- Exercise prompt: Revise the data between the lines holding "The locate routine indicates the stone" and "x=233 y=558", inclusive, changing "pin" to "marker" and leaving everything else as it is. Return only those lines.

- Available data:

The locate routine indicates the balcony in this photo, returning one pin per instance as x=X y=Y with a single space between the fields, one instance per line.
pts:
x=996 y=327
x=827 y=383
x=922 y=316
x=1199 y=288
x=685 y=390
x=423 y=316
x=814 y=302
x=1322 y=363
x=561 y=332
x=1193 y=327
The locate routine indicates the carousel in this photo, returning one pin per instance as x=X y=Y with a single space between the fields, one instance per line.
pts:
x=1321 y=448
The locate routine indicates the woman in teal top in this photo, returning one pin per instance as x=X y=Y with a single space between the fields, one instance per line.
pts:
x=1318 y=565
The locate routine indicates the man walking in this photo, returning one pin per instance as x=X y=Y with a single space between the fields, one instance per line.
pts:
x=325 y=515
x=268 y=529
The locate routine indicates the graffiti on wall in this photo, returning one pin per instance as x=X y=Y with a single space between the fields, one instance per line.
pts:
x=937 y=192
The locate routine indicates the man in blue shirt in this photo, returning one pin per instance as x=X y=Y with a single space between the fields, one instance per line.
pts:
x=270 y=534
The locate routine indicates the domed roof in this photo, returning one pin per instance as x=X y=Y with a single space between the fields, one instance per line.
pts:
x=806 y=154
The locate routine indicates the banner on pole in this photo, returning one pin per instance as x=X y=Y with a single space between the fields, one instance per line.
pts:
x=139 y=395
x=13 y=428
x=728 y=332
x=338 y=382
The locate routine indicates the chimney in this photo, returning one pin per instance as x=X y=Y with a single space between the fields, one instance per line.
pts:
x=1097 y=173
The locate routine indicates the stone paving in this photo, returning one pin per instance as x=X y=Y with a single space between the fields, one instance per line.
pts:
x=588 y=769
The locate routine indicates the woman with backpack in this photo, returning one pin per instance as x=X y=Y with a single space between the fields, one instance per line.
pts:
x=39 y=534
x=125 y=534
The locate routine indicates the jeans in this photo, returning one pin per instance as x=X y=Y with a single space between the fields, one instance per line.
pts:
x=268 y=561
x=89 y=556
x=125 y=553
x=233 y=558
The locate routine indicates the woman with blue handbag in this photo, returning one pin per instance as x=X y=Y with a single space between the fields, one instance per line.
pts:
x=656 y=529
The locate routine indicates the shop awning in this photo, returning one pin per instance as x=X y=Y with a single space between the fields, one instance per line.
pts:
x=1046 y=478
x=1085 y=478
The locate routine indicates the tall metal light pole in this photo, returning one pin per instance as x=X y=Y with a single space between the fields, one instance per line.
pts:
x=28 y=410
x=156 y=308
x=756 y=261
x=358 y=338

- Response to the exercise:
The locate routine indicates the stone paving in this photo, returning one marker per instance as x=X y=Y with a single space between the fields, one instance per line.
pts:
x=588 y=769
The locate routine indicates the woman with backpack in this photo, returning one marker per instance as x=X y=Y with a single space between the fields, one instance per line.
pts:
x=39 y=534
x=125 y=534
The locate routine indicates the jeans in this photo, returning one marker per instance as x=X y=Y with a single space between the fields, one instance per line.
pts:
x=268 y=561
x=89 y=556
x=125 y=553
x=233 y=558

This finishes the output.